> GOAL:
Render every line below as a JSON array of strings, one string per line, and omit the blank lines.
-- DATA start --
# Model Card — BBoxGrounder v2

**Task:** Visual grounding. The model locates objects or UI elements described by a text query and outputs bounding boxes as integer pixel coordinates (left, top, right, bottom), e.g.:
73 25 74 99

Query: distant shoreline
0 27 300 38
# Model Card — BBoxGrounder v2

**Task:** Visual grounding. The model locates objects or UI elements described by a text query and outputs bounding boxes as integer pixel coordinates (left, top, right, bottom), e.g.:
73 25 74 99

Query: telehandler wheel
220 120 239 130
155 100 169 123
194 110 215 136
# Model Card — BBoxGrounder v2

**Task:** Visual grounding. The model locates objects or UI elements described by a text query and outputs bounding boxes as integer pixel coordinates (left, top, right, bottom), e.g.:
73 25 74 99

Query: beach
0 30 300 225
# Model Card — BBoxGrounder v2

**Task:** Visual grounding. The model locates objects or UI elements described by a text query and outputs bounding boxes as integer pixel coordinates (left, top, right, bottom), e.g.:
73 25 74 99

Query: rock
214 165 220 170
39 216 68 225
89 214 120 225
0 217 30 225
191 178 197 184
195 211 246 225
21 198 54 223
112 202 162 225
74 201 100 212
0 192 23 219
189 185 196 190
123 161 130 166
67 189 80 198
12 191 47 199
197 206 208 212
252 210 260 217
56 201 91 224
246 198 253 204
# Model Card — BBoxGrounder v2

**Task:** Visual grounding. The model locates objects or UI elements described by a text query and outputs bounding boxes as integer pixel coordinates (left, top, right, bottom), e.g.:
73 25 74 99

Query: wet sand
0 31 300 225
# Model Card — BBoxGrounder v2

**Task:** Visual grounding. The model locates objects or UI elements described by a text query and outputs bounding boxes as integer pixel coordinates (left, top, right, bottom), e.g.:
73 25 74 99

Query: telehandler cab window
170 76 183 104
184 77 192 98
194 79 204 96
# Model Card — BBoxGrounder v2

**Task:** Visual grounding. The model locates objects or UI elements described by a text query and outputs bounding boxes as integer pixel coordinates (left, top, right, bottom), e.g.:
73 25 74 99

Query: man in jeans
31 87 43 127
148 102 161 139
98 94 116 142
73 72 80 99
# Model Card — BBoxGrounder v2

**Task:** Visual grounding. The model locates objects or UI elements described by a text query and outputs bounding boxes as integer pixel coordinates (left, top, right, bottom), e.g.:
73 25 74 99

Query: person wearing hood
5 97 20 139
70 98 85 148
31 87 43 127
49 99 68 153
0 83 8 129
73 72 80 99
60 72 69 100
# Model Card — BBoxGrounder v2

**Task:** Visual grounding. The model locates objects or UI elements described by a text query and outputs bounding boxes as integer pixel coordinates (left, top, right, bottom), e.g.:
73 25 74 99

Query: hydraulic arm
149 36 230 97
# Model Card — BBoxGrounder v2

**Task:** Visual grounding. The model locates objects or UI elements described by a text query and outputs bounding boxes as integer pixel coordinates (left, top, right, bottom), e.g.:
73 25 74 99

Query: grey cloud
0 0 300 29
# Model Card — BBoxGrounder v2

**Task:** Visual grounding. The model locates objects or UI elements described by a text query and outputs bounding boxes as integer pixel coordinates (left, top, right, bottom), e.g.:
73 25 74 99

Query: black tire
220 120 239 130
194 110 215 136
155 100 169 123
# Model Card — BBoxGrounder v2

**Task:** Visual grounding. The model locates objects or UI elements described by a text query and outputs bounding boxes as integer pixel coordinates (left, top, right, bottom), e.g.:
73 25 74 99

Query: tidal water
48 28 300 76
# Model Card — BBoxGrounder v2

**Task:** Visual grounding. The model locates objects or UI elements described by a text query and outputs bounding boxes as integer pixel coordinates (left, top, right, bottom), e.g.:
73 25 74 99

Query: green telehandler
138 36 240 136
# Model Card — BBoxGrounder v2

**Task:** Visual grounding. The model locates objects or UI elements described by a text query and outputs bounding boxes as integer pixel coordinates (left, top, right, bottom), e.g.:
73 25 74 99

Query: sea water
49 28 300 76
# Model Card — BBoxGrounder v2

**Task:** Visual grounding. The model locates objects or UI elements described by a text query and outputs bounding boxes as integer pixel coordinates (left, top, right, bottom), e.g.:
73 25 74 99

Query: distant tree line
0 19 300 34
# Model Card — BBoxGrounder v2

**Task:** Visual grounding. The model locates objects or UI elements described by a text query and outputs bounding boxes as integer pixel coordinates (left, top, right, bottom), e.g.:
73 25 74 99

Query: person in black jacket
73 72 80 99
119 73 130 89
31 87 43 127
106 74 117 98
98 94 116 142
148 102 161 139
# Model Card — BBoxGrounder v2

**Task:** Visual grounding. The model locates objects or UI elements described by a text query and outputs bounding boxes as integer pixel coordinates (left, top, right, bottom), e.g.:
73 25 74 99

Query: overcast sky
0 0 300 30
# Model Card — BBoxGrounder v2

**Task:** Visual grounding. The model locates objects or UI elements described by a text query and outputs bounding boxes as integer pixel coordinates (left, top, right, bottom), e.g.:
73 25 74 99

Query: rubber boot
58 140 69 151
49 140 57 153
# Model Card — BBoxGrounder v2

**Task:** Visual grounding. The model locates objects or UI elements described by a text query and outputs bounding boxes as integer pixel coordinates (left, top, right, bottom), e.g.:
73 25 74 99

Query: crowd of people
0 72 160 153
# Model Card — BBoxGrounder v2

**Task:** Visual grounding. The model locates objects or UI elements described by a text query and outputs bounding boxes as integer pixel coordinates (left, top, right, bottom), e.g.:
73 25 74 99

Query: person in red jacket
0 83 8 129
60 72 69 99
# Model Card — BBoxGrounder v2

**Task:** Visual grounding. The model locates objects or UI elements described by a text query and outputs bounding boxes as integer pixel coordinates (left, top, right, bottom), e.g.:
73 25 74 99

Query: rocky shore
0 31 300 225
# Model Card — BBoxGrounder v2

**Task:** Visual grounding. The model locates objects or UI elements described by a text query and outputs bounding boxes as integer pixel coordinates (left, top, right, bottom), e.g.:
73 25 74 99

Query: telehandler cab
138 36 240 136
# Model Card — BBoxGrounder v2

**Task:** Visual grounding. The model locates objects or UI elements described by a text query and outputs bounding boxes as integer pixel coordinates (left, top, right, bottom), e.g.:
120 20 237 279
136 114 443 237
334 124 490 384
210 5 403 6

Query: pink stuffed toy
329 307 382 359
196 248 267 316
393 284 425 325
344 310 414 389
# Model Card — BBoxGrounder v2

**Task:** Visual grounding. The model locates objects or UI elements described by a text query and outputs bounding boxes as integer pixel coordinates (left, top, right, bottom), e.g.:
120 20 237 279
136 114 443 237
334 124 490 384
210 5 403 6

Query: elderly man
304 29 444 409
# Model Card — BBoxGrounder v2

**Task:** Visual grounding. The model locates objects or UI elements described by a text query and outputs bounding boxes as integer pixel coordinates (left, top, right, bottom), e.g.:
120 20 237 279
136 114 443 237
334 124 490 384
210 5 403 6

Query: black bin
-- DATA end --
> ANSWER TO THE PROBLEM:
[
  "# Model Card — BBoxGrounder v2",
  "**Task:** Visual grounding. The model locates objects or UI elements described by a text query and outputs bounding boxes as integer pixel coordinates (left, top, right, bottom), e.g.:",
  "73 25 74 99",
  "Query: distant shoreline",
  "0 27 300 38",
  "# Model Card — BBoxGrounder v2",
  "**Task:** Visual grounding. The model locates objects or UI elements described by a text query and outputs bounding boxes as integer pixel coordinates (left, top, right, bottom), e.g.:",
  "73 25 74 99",
  "Query: telehandler wheel",
  "220 120 239 130",
  "155 100 169 123",
  "194 110 215 136",
  "# Model Card — BBoxGrounder v2",
  "**Task:** Visual grounding. The model locates objects or UI elements described by a text query and outputs bounding boxes as integer pixel coordinates (left, top, right, bottom), e.g.:",
  "73 25 74 99",
  "Query: beach",
  "0 30 300 225",
  "# Model Card — BBoxGrounder v2",
  "**Task:** Visual grounding. The model locates objects or UI elements described by a text query and outputs bounding boxes as integer pixel coordinates (left, top, right, bottom), e.g.:",
  "73 25 74 99",
  "Query: rock",
  "214 165 220 170",
  "39 216 68 225",
  "89 214 120 225",
  "0 217 30 225",
  "191 178 197 184",
  "195 211 246 225",
  "21 198 54 223",
  "112 202 162 225",
  "74 201 100 212",
  "0 192 23 219",
  "189 185 196 190",
  "123 161 130 166",
  "67 189 80 198",
  "12 191 47 199",
  "197 206 208 212",
  "252 210 260 217",
  "56 201 91 224",
  "246 198 253 204",
  "# Model Card — BBoxGrounder v2",
  "**Task:** Visual grounding. The model locates objects or UI elements described by a text query and outputs bounding boxes as integer pixel coordinates (left, top, right, bottom), e.g.:",
  "73 25 74 99",
  "Query: wet sand",
  "0 31 300 225",
  "# Model Card — BBoxGrounder v2",
  "**Task:** Visual grounding. The model locates objects or UI elements described by a text query and outputs bounding boxes as integer pixel coordinates (left, top, right, bottom), e.g.:",
  "73 25 74 99",
  "Query: telehandler cab window",
  "170 76 183 104",
  "184 77 192 98",
  "194 79 204 96",
  "# Model Card — BBoxGrounder v2",
  "**Task:** Visual grounding. The model locates objects or UI elements described by a text query and outputs bounding boxes as integer pixel coordinates (left, top, right, bottom), e.g.:",
  "73 25 74 99",
  "Query: man in jeans",
  "31 87 43 127",
  "148 102 161 139",
  "98 94 116 142",
  "73 72 80 99",
  "# Model Card — BBoxGrounder v2",
  "**Task:** Visual grounding. The model locates objects or UI elements described by a text query and outputs bounding boxes as integer pixel coordinates (left, top, right, bottom), e.g.:",
  "73 25 74 99",
  "Query: person wearing hood",
  "5 97 20 139",
  "70 98 85 148",
  "31 87 43 127",
  "49 99 68 153",
  "0 83 8 129",
  "73 72 80 99",
  "60 72 69 100",
  "# Model Card — BBoxGrounder v2",
  "**Task:** Visual grounding. The model locates objects or UI elements described by a text query and outputs bounding boxes as integer pixel coordinates (left, top, right, bottom), e.g.:",
  "73 25 74 99",
  "Query: hydraulic arm",
  "149 36 230 97",
  "# Model Card — BBoxGrounder v2",
  "**Task:** Visual grounding. The model locates objects or UI elements described by a text query and outputs bounding boxes as integer pixel coordinates (left, top, right, bottom), e.g.:",
  "73 25 74 99",
  "Query: grey cloud",
  "0 0 300 29",
  "# Model Card — BBoxGrounder v2",
  "**Task:** Visual grounding. The model locates objects or UI elements described by a text query and outputs bounding boxes as integer pixel coordinates (left, top, right, bottom), e.g.:",
  "73 25 74 99",
  "Query: black tire",
  "220 120 239 130",
  "194 110 215 136",
  "155 100 169 123",
  "# Model Card — BBoxGrounder v2",
  "**Task:** Visual grounding. The model locates objects or UI elements described by a text query and outputs bounding boxes as integer pixel coordinates (left, top, right, bottom), e.g.:",
  "73 25 74 99",
  "Query: tidal water",
  "48 28 300 76",
  "# Model Card — BBoxGrounder v2",
  "**Task:** Visual grounding. The model locates objects or UI elements described by a text query and outputs bounding boxes as integer pixel coordinates (left, top, right, bottom), e.g.:",
  "73 25 74 99",
  "Query: green telehandler",
  "138 36 240 136",
  "# Model Card — BBoxGrounder v2",
  "**Task:** Visual grounding. The model locates objects or UI elements described by a text query and outputs bounding boxes as integer pixel coordinates (left, top, right, bottom), e.g.:",
  "73 25 74 99",
  "Query: sea water",
  "49 28 300 76",
  "# Model Card — BBoxGrounder v2",
  "**Task:** Visual grounding. The model locates objects or UI elements described by a text query and outputs bounding boxes as integer pixel coordinates (left, top, right, bottom), e.g.:",
  "73 25 74 99",
  "Query: distant tree line",
  "0 19 300 34",
  "# Model Card — BBoxGrounder v2",
  "**Task:** Visual grounding. The model locates objects or UI elements described by a text query and outputs bounding boxes as integer pixel coordinates (left, top, right, bottom), e.g.:",
  "73 25 74 99",
  "Query: person in black jacket",
  "73 72 80 99",
  "119 73 130 89",
  "31 87 43 127",
  "106 74 117 98",
  "98 94 116 142",
  "148 102 161 139",
  "# Model Card — BBoxGrounder v2",
  "**Task:** Visual grounding. The model locates objects or UI elements described by a text query and outputs bounding boxes as integer pixel coordinates (left, top, right, bottom), e.g.:",
  "73 25 74 99",
  "Query: overcast sky",
  "0 0 300 30",
  "# Model Card — BBoxGrounder v2",
  "**Task:** Visual grounding. The model locates objects or UI elements described by a text query and outputs bounding boxes as integer pixel coordinates (left, top, right, bottom), e.g.:",
  "73 25 74 99",
  "Query: rubber boot",
  "58 140 69 151",
  "49 140 57 153",
  "# Model Card — BBoxGrounder v2",
  "**Task:** Visual grounding. The model locates objects or UI elements described by a text query and outputs bounding boxes as integer pixel coordinates (left, top, right, bottom), e.g.:",
  "73 25 74 99",
  "Query: crowd of people",
  "0 72 160 153",
  "# Model Card — BBoxGrounder v2",
  "**Task:** Visual grounding. The model locates objects or UI elements described by a text query and outputs bounding boxes as integer pixel coordinates (left, top, right, bottom), e.g.:",
  "73 25 74 99",
  "Query: person in red jacket",
  "0 83 8 129",
  "60 72 69 99",
  "# Model Card — BBoxGrounder v2",
  "**Task:** Visual grounding. The model locates objects or UI elements described by a text query and outputs bounding boxes as integer pixel coordinates (left, top, right, bottom), e.g.:",
  "73 25 74 99",
  "Query: rocky shore",
  "0 31 300 225",
  "# Model Card — BBoxGrounder v2",
  "**Task:** Visual grounding. The model locates objects or UI elements described by a text query and outputs bounding boxes as integer pixel coordinates (left, top, right, bottom), e.g.:",
  "73 25 74 99",
  "Query: telehandler cab",
  "138 36 240 136",
  "# Model Card — BBoxGrounder v2",
  "**Task:** Visual grounding. The model locates objects or UI elements described by a text query and outputs bounding boxes as integer pixel coordinates (left, top, right, bottom), e.g.:",
  "120 20 237 279",
  "136 114 443 237",
  "334 124 490 384",
  "210 5 403 6",
  "Query: pink stuffed toy",
  "329 307 382 359",
  "196 248 267 316",
  "393 284 425 325",
  "344 310 414 389",
  "# Model Card — BBoxGrounder v2",
  "**Task:** Visual grounding. The model locates objects or UI elements described by a text query and outputs bounding boxes as integer pixel coordinates (left, top, right, bottom), e.g.:",
  "120 20 237 279",
  "136 114 443 237",
  "334 124 490 384",
  "210 5 403 6",
  "Query: elderly man",
  "304 29 444 409",
  "# Model Card — BBoxGrounder v2",
  "**Task:** Visual grounding. The model locates objects or UI elements described by a text query and outputs bounding boxes as integer pixel coordinates (left, top, right, bottom), e.g.:",
  "120 20 237 279",
  "136 114 443 237",
  "334 124 490 384",
  "210 5 403 6",
  "Query: black bin"
]